━━ READING PASSAGE

Warren Buffett says banks aren't the problem but had the good sense to dump almost all his holdings in Goldman Sachs. What's really going on? | Image: Bill Pugliano/Getty Images/AFP
Despite sitting on a massive cash hoard, Warren Buffett has been on a selling spree. After completely divesting from airline stocks, his latest target is financial giant Goldman Sachs (NYSE:GS).
At this year’s Berkshire Hathaway meeting, Buffett told us banks weren’t his major concern. So why did he cut his Godman stake by 84%?
Buffett has been parting ways with a lot of old friends lately ., including Phillips 66 and beloved insurance giant Travelers Cos.
When you consider that his airline holdings have also gone, the sea-change at Buffett’s firm makes sense given the dire employment conditions in the United States brought about by the coronavirus pandemic.
What is surprising is Buffett’s decoupling from Goldman Sachs mere weeks after he told his annual shareholder meeting that banks weren’t the problem:
They had done some things they shouldn’t have done [in 2008], some of them, and they were certainly in far different financial condition than now. So the banking system is not the problem in this particular [situation. I think the banks have behaved very well and are in very good shape. … They’ve built up great reserves there and built own balance sheets.
If the financials aren’t the problem, yet Buffett takes almost all his chips off the table, something is going on behind the scenes.
The answer lies in the very same shareholder meeting, where Buffett said:
You can dream of scenarios that put a lot of strain on banks, and they’re not totally impossible. They’re going to have problems with energy loans, they’re going to have extra problems with consumer credit.
There’s no underestimating just how lousy energy loans have become.
It doesn’t take a lot of dreams to realize that the booming global economy might have encouraged some greater leveraging from the major banks. JPMorgan Chase (who Buffett also trimmed his stake in) said in 2016 it would boost reserves for lousy energy loans by $1.5 billion if crude stayed at $25 for more than 18 months .
Well, how does negative $40 a barrel sound? Even if JPMorgan and Goldman were cautious, the damage is unavoidable and already showing.

━━━━
━━ SUPPLIED INFORMATION

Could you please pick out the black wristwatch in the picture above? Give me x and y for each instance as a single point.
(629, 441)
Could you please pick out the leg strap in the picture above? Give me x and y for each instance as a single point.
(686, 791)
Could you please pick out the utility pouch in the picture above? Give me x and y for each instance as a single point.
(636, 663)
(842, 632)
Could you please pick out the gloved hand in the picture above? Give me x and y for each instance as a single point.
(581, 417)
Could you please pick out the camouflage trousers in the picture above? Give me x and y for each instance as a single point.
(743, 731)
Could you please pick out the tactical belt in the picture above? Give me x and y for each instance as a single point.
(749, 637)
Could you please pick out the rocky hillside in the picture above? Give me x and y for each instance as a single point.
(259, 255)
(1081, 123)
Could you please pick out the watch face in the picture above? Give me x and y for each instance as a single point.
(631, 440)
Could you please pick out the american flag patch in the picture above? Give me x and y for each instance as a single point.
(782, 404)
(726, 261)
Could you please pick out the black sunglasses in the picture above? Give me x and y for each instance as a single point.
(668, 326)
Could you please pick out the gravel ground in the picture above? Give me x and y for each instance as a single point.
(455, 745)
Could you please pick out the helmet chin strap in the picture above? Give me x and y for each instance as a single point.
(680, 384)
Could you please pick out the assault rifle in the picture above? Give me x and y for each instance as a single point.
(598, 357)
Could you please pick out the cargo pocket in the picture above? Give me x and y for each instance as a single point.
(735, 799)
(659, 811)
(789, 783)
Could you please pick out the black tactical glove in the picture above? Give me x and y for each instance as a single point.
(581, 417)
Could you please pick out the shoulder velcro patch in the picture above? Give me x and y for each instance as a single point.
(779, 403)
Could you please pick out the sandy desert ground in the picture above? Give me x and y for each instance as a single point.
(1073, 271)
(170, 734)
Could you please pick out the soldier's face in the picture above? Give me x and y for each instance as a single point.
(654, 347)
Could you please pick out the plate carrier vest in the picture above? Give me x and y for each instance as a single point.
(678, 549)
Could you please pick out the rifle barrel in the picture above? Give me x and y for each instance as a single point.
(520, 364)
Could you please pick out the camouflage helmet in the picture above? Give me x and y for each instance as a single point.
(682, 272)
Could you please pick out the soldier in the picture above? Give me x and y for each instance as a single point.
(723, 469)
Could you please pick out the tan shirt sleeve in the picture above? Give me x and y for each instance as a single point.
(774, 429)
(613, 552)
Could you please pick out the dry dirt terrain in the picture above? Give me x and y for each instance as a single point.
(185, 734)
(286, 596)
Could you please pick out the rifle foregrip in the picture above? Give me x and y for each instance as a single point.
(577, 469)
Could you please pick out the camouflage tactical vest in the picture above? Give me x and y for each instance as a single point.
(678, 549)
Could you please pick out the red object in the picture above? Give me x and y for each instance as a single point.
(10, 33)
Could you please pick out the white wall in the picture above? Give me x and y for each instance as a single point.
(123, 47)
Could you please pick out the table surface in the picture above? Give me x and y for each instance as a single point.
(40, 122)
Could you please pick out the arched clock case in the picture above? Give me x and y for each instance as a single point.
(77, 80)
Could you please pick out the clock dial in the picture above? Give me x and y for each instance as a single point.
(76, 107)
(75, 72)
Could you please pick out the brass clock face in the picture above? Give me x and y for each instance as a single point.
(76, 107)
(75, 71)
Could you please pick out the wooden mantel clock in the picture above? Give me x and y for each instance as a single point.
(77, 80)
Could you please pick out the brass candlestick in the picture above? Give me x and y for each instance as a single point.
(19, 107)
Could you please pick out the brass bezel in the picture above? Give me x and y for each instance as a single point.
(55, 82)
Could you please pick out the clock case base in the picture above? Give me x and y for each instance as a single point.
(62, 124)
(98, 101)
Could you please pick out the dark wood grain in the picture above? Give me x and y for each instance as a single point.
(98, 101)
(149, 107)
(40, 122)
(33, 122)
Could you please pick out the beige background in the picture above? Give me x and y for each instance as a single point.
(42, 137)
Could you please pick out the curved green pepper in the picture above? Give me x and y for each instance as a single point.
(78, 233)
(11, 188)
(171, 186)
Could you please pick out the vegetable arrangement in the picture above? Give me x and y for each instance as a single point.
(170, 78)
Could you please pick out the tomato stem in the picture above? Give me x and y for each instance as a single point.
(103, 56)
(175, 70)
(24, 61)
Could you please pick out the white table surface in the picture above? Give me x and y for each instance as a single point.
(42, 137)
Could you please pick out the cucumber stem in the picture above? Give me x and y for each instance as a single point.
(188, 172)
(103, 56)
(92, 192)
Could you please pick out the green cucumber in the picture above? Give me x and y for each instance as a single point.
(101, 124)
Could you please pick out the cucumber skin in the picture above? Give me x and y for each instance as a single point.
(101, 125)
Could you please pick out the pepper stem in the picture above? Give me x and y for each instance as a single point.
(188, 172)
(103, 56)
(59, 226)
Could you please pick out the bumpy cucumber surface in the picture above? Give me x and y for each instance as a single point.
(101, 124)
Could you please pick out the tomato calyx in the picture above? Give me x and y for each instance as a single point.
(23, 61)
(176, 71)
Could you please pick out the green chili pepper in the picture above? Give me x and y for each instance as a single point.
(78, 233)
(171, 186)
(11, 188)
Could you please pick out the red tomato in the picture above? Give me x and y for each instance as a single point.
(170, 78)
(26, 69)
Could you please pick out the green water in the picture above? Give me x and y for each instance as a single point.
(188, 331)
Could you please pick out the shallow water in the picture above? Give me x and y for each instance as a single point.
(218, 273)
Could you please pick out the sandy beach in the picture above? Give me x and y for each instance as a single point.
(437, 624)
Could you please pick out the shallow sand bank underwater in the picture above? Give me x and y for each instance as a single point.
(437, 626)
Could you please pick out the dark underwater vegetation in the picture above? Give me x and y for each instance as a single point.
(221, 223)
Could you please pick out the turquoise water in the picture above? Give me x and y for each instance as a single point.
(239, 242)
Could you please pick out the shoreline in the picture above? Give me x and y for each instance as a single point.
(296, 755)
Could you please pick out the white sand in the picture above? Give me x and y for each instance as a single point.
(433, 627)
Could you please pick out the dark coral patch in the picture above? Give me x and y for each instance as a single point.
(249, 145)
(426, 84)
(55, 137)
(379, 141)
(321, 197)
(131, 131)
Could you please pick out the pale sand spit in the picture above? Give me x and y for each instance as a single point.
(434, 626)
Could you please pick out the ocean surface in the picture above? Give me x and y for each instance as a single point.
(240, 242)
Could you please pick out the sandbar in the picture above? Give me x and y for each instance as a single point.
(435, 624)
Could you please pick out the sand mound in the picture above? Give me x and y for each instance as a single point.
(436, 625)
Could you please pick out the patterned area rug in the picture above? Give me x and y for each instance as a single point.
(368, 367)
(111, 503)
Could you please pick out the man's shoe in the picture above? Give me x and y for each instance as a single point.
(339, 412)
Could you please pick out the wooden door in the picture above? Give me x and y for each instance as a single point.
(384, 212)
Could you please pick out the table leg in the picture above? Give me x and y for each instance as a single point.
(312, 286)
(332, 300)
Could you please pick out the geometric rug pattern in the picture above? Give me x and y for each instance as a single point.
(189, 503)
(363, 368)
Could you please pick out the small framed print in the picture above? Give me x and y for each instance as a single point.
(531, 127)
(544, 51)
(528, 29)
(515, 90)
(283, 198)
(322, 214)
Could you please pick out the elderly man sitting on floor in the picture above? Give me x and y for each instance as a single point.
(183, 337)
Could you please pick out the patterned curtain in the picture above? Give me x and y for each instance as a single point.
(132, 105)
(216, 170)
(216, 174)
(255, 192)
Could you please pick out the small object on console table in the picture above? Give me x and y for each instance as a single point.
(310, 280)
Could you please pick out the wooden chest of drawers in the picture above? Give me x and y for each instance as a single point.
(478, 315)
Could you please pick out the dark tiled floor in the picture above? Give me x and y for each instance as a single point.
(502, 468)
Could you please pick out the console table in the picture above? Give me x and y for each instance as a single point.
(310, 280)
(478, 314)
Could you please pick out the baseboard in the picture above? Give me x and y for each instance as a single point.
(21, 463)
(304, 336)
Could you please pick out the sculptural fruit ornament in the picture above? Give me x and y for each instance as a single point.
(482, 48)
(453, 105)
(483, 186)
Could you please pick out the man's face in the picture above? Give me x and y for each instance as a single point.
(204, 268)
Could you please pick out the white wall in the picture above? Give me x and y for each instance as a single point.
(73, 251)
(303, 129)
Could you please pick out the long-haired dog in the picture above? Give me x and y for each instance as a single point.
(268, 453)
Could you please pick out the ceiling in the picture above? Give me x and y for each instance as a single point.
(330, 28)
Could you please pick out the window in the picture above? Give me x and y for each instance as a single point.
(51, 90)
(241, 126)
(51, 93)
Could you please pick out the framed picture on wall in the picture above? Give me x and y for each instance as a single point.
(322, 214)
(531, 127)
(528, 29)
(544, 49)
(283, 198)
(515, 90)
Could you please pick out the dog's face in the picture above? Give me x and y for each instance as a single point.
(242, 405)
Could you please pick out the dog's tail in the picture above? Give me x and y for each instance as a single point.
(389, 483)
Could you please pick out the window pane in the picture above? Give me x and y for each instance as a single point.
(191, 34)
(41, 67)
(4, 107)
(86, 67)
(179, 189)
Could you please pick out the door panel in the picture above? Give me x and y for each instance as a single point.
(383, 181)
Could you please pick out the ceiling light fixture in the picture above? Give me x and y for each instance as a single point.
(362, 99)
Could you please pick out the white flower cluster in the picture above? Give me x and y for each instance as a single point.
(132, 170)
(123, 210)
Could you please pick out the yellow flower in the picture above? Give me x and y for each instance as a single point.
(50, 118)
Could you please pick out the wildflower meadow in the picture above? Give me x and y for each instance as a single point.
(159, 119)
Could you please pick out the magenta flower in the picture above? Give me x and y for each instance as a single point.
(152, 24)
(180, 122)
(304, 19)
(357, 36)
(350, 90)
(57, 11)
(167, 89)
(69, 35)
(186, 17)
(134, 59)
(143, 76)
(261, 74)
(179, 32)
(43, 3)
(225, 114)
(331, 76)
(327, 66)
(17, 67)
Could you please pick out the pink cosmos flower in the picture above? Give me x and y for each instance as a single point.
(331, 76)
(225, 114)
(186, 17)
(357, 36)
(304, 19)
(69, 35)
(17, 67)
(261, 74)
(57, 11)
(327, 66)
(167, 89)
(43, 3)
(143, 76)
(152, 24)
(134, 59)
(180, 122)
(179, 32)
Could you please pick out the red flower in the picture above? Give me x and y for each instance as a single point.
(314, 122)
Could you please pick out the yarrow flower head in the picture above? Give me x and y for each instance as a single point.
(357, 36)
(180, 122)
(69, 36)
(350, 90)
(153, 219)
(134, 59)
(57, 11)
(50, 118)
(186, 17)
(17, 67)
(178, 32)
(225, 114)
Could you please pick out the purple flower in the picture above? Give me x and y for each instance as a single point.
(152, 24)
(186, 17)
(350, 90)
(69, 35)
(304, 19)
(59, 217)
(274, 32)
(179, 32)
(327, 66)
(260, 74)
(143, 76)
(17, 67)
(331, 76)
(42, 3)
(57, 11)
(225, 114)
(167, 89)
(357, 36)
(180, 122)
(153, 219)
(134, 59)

━━━━

● TASK TO CARRY OUT
Answer these from the Buffett article above:
1. Besides Goldman Sachs, which two companies does the article name as holdings Buffett recently parted with?
2. At the shareholder meeting, which two kinds of loan problems did Buffett say banks would have?
3. By how much did JPMorgan Chase say in 2016 it would boost reserves, and under what condition?

● ANSWER TO THE EXERCISE
1. Phillips 66 and Travelers Cos.
2. Problems with energy loans and extra problems with consumer credit.
3. By $1.5 billion, if crude stayed at $25 for more than 18 months.